**Data in this exercise:**
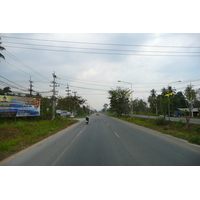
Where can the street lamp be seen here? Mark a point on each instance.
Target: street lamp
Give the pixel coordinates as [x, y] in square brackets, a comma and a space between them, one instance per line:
[168, 98]
[131, 96]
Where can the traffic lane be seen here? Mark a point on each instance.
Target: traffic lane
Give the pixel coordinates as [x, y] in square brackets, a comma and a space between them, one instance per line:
[192, 120]
[96, 146]
[41, 153]
[150, 147]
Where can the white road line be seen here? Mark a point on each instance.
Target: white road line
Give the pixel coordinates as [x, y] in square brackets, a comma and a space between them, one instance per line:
[116, 134]
[68, 146]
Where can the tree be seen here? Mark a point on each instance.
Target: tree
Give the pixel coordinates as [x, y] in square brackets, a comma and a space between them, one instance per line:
[119, 102]
[1, 49]
[139, 106]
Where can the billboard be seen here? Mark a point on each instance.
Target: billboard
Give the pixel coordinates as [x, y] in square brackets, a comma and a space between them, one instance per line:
[11, 106]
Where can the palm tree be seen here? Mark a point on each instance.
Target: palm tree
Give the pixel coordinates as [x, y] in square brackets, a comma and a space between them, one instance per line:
[1, 49]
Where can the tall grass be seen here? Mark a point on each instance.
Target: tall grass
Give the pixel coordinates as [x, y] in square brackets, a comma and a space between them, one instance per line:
[19, 135]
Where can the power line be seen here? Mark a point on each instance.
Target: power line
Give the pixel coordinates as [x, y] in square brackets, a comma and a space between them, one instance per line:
[22, 63]
[97, 49]
[122, 54]
[12, 82]
[95, 43]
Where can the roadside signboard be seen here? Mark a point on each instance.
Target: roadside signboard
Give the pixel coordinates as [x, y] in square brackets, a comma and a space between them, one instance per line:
[12, 106]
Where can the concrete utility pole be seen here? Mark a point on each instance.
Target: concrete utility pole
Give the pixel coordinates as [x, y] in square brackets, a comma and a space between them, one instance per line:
[31, 86]
[67, 90]
[131, 95]
[54, 97]
[74, 93]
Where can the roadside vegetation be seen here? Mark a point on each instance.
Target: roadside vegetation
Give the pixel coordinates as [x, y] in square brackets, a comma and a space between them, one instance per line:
[20, 134]
[177, 129]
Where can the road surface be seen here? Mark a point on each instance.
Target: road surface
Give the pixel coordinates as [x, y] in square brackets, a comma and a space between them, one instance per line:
[108, 141]
[192, 120]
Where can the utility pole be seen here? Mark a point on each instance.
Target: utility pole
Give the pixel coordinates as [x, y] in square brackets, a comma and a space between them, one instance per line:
[31, 86]
[68, 90]
[54, 97]
[74, 93]
[74, 100]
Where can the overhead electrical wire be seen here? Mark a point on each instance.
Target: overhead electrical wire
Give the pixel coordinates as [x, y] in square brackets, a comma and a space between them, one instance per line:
[124, 54]
[97, 49]
[22, 63]
[13, 82]
[95, 43]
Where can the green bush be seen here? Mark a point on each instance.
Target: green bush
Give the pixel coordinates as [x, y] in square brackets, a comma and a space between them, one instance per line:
[197, 130]
[180, 124]
[160, 121]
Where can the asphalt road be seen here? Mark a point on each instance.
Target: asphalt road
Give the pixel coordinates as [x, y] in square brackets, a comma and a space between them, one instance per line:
[192, 120]
[107, 141]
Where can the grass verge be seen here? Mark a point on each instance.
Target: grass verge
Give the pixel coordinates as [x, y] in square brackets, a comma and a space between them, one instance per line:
[175, 128]
[17, 136]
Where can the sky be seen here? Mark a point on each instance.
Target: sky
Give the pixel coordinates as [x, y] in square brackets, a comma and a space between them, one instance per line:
[90, 48]
[155, 31]
[92, 63]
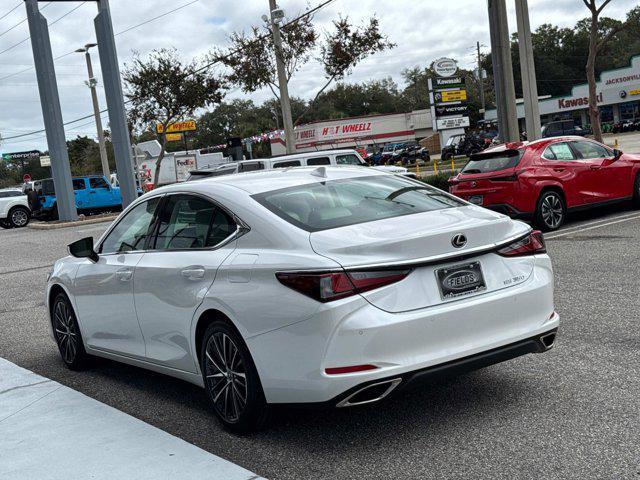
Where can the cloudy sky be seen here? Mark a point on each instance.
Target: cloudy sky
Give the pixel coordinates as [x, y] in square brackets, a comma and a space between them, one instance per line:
[422, 29]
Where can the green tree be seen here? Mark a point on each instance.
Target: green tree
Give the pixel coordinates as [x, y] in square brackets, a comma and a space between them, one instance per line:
[251, 58]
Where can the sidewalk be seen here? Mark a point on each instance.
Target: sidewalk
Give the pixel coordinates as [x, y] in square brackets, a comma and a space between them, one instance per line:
[49, 431]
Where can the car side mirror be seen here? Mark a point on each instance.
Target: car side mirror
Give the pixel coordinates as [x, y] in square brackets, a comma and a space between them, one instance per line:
[83, 248]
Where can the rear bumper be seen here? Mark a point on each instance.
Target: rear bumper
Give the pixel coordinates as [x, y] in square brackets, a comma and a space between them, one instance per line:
[381, 389]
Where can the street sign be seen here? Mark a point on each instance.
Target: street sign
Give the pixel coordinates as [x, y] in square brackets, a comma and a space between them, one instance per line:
[174, 137]
[444, 110]
[452, 122]
[186, 126]
[21, 156]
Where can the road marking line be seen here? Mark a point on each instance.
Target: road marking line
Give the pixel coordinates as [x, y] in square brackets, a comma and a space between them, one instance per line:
[593, 227]
[45, 421]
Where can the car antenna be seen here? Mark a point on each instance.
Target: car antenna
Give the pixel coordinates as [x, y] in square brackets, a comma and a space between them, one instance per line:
[320, 172]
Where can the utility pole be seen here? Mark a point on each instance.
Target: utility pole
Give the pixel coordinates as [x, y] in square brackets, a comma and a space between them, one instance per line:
[91, 83]
[528, 71]
[503, 71]
[276, 17]
[480, 78]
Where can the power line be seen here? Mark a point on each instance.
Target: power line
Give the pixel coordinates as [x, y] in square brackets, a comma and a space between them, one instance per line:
[156, 18]
[210, 64]
[73, 51]
[50, 25]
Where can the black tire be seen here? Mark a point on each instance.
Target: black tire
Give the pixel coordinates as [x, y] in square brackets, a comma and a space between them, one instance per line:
[551, 211]
[229, 374]
[19, 217]
[67, 334]
[636, 192]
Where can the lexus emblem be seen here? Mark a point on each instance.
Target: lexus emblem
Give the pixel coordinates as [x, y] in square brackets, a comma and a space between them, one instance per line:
[459, 240]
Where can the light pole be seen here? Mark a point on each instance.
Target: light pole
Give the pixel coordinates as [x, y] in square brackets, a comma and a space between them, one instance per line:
[91, 83]
[276, 17]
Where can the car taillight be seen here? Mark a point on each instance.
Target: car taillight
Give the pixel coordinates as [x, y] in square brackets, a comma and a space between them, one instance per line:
[529, 245]
[326, 287]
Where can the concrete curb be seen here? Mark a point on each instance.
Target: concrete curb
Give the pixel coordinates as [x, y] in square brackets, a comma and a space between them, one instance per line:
[75, 223]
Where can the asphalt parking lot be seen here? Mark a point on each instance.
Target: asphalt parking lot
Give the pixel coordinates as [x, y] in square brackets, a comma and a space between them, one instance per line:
[570, 413]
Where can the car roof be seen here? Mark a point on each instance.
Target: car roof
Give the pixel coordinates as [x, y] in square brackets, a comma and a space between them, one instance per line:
[268, 180]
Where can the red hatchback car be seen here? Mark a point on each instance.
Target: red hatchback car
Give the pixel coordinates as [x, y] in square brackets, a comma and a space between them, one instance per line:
[544, 179]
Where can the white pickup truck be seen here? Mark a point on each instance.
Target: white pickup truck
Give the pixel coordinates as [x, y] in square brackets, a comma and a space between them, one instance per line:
[14, 208]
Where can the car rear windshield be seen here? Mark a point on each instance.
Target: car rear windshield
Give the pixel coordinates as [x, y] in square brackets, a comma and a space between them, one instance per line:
[493, 161]
[338, 203]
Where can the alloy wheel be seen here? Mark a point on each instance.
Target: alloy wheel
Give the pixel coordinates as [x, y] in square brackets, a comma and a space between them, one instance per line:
[19, 218]
[225, 375]
[65, 331]
[552, 211]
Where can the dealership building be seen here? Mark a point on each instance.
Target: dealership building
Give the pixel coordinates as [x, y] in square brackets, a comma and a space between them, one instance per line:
[618, 99]
[358, 132]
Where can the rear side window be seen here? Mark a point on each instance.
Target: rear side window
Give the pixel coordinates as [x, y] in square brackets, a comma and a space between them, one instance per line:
[318, 161]
[290, 163]
[492, 162]
[338, 203]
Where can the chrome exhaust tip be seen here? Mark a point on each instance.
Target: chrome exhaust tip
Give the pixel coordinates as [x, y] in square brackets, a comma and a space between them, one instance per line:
[548, 340]
[370, 394]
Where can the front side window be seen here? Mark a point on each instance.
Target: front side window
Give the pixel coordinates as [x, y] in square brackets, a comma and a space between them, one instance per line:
[311, 162]
[590, 150]
[348, 159]
[338, 203]
[132, 231]
[559, 151]
[98, 182]
[188, 221]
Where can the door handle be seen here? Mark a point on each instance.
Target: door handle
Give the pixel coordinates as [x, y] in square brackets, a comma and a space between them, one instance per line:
[124, 274]
[193, 273]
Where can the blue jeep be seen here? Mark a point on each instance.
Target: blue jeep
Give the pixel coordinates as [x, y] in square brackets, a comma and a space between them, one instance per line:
[93, 194]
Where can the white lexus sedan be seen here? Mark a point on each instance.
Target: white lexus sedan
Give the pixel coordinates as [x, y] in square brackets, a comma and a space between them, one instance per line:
[330, 285]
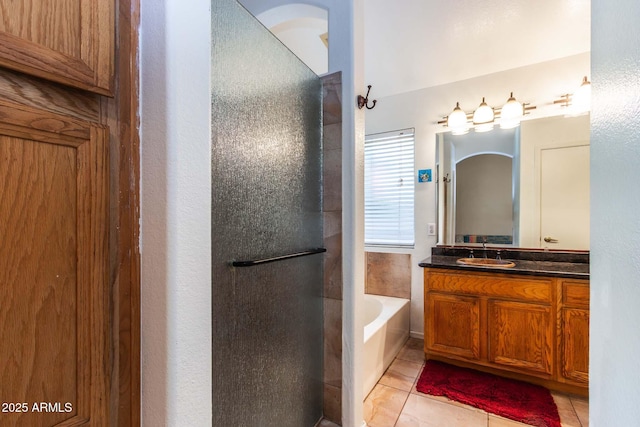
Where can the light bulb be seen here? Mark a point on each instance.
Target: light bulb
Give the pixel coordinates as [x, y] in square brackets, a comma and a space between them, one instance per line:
[483, 117]
[511, 113]
[581, 99]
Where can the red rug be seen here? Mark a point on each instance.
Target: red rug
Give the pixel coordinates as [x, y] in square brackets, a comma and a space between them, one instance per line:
[527, 403]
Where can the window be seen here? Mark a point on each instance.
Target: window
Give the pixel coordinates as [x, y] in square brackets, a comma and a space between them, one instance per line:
[389, 188]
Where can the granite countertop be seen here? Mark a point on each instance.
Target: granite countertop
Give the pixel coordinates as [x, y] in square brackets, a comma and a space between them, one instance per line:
[557, 264]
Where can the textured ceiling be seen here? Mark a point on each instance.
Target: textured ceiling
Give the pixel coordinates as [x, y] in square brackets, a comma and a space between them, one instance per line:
[413, 44]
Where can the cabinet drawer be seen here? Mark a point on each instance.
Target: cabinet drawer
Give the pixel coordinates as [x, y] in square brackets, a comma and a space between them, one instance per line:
[491, 285]
[575, 294]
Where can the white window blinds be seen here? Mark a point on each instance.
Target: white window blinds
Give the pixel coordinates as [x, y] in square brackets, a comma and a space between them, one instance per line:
[389, 188]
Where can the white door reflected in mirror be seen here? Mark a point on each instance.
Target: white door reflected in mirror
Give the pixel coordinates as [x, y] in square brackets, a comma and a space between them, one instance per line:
[564, 197]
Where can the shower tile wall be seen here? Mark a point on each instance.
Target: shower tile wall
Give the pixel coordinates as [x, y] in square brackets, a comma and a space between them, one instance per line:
[332, 214]
[388, 274]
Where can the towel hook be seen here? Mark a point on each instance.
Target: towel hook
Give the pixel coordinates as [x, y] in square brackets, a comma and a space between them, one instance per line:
[363, 101]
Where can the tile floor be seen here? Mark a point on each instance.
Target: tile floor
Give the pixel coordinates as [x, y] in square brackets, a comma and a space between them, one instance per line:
[395, 402]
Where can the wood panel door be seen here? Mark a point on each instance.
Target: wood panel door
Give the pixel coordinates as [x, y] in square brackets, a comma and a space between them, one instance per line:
[54, 363]
[575, 339]
[521, 336]
[453, 325]
[66, 41]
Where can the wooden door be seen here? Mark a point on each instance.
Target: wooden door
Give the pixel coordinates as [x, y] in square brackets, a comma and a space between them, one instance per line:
[453, 325]
[54, 300]
[521, 336]
[66, 41]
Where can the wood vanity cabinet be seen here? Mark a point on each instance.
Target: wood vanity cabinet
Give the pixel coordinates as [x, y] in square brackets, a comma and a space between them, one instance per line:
[534, 328]
[574, 318]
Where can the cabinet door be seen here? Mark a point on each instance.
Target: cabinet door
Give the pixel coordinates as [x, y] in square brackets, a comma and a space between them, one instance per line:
[575, 345]
[53, 273]
[521, 336]
[66, 41]
[453, 325]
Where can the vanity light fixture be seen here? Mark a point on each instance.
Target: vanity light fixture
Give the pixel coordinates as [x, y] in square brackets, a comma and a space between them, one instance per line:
[457, 121]
[511, 113]
[580, 101]
[483, 117]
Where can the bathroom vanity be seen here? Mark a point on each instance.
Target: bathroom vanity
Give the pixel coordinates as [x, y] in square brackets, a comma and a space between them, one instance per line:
[529, 321]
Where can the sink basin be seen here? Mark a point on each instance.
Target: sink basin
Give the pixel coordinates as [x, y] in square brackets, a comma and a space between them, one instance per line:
[487, 262]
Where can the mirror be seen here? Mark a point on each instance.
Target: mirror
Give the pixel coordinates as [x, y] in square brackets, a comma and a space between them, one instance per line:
[526, 187]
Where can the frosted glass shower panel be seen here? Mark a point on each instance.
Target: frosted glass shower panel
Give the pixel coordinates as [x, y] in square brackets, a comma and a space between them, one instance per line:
[266, 202]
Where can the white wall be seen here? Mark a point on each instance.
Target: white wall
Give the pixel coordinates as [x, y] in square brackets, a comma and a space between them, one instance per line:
[615, 203]
[175, 213]
[538, 84]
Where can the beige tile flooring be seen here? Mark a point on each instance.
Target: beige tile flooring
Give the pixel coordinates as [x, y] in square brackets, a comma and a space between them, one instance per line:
[395, 402]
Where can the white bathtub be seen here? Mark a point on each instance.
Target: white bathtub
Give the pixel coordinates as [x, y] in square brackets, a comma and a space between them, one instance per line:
[386, 331]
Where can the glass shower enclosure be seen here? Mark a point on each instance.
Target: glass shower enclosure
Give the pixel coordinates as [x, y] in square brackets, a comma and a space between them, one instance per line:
[266, 227]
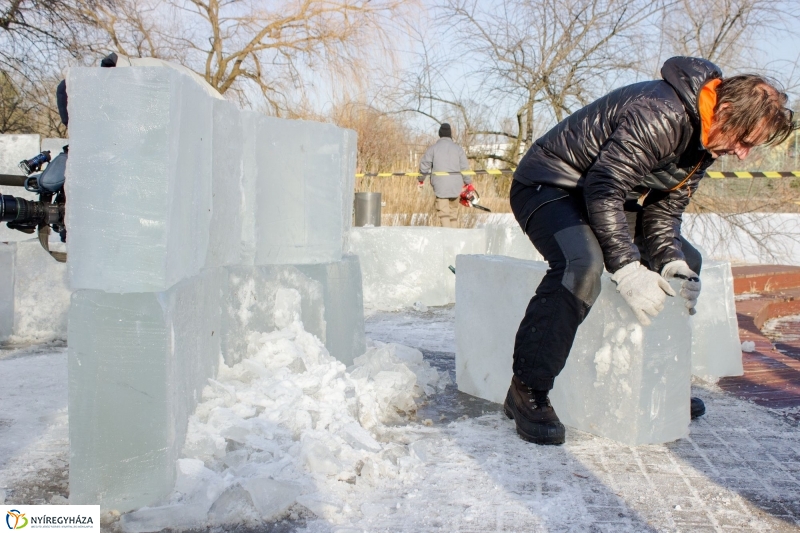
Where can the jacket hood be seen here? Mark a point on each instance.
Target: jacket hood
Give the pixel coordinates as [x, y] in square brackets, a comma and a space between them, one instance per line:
[687, 75]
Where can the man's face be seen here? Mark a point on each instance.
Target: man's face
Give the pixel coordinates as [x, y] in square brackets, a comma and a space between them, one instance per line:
[733, 143]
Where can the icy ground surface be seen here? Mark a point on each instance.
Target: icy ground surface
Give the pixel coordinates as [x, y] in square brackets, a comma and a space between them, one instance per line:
[467, 470]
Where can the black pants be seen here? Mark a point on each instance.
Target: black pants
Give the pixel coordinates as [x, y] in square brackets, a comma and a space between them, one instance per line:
[556, 222]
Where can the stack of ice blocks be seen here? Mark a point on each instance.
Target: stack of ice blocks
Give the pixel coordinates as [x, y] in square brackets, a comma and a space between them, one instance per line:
[404, 265]
[622, 381]
[716, 348]
[185, 216]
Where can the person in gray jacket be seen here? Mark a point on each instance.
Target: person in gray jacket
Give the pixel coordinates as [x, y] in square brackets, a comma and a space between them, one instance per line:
[445, 156]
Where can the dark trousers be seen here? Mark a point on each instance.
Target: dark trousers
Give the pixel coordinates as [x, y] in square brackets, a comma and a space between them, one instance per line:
[555, 220]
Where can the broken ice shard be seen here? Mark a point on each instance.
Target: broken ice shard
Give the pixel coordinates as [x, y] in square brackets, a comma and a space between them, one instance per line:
[716, 348]
[621, 381]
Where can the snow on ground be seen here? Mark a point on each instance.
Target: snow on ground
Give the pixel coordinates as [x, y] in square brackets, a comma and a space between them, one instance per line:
[34, 441]
[456, 465]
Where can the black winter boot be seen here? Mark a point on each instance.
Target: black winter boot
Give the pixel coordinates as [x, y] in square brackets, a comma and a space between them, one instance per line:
[698, 408]
[536, 419]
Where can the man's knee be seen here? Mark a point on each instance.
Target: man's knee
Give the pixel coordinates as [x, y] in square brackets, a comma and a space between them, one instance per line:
[584, 262]
[693, 256]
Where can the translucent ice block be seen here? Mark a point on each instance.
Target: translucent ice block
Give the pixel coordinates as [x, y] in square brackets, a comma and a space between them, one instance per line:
[344, 306]
[621, 381]
[137, 365]
[229, 189]
[138, 178]
[404, 265]
[248, 304]
[510, 241]
[300, 211]
[13, 149]
[331, 305]
[716, 348]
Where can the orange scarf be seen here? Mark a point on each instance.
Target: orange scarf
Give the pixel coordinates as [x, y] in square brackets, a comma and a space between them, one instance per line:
[706, 101]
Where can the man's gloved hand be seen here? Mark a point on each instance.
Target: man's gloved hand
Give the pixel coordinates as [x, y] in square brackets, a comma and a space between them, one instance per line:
[690, 287]
[644, 290]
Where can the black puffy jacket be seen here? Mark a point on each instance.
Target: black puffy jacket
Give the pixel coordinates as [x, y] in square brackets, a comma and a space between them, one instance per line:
[641, 141]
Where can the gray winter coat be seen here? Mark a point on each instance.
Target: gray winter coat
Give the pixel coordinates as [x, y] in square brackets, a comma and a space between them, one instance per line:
[445, 156]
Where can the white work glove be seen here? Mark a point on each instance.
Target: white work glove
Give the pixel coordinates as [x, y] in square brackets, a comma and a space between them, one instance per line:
[690, 287]
[644, 290]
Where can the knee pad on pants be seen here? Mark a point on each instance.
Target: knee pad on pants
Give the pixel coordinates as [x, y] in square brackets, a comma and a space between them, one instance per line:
[584, 262]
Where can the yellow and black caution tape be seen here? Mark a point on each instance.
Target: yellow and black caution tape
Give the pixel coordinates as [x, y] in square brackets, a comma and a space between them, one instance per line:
[748, 175]
[491, 171]
[498, 172]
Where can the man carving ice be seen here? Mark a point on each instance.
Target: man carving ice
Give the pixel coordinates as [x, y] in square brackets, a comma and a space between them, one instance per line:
[607, 187]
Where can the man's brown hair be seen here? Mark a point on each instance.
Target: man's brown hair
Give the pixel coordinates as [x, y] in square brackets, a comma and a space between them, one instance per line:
[754, 101]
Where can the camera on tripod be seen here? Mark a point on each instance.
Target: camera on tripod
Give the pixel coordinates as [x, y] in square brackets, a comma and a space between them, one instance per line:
[29, 216]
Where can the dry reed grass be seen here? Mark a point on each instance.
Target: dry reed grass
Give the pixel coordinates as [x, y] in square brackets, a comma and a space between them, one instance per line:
[405, 205]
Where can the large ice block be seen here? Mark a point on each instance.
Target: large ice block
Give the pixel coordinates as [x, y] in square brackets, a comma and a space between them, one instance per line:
[138, 178]
[137, 365]
[300, 211]
[331, 305]
[510, 241]
[13, 149]
[231, 188]
[716, 348]
[622, 381]
[403, 265]
[248, 304]
[344, 306]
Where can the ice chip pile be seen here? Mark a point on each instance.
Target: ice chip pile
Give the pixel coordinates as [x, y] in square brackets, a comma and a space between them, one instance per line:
[289, 424]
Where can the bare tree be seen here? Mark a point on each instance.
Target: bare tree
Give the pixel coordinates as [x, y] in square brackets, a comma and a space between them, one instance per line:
[538, 60]
[726, 32]
[270, 50]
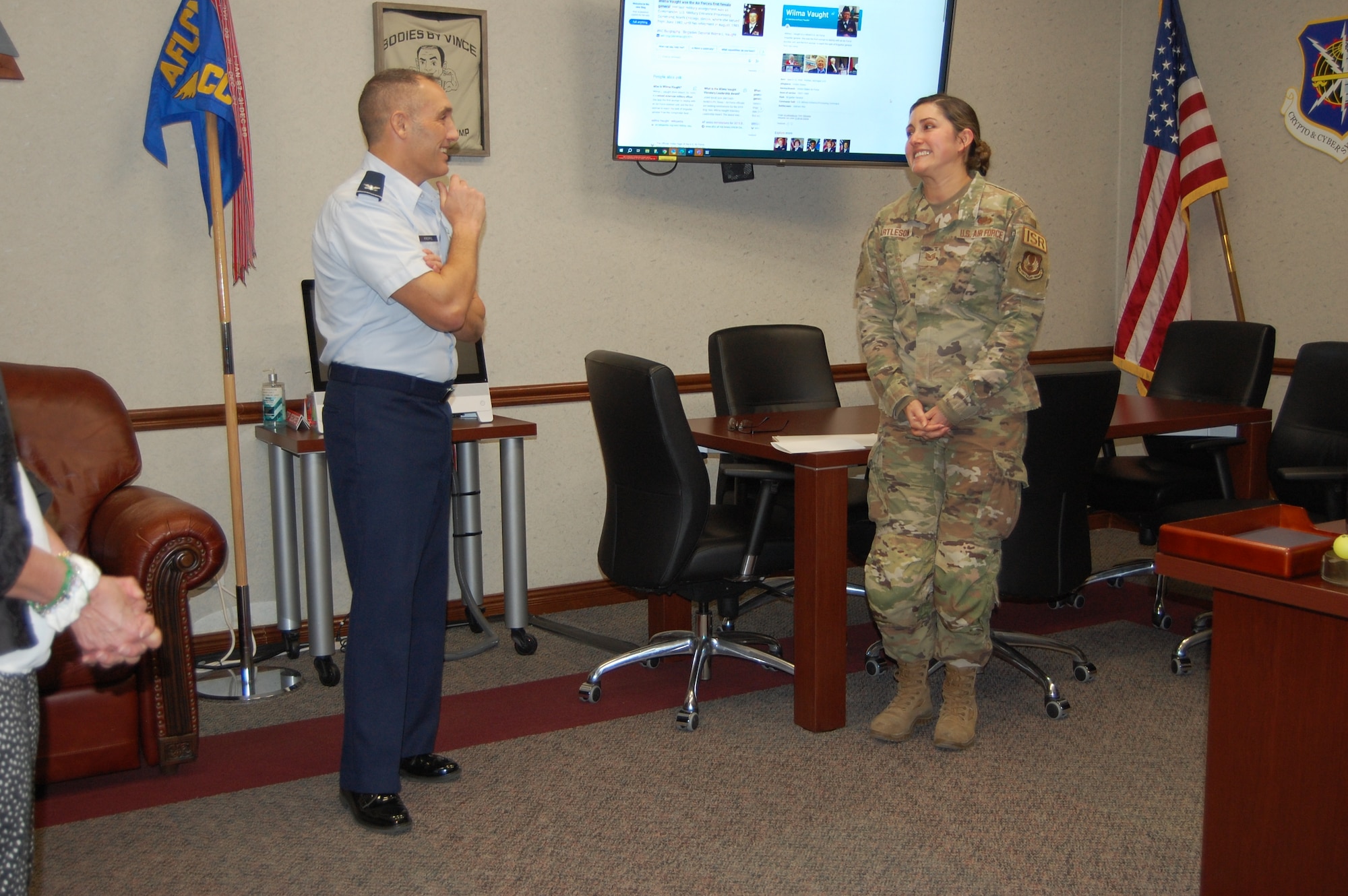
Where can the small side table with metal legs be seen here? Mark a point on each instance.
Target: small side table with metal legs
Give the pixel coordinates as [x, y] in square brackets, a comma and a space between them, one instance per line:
[284, 447]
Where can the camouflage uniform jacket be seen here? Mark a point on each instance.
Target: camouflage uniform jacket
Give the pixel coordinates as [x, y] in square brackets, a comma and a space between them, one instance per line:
[950, 307]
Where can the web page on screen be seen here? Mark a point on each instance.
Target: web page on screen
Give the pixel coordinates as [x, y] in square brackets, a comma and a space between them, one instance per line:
[712, 79]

**Work to do:** Keep only the lines from the one containing "Where can the camouflage" to the end of the entries, and repeat them exactly.

**Final answer:**
Where can the camouflage uniform jacket be seen here? Mark a point on each instance.
Target: camouflage uniform jacket
Give the pixel coordinates as [x, y] in square brackets, a comma and a space between them, one instance per line:
[950, 307]
Where can the web page on screen be seen here? Mark a point on each instance.
Target: web page on screen
Give the pixel coordinates as [x, y] in square brackets, a comma and a space between them, one instance per line:
[712, 79]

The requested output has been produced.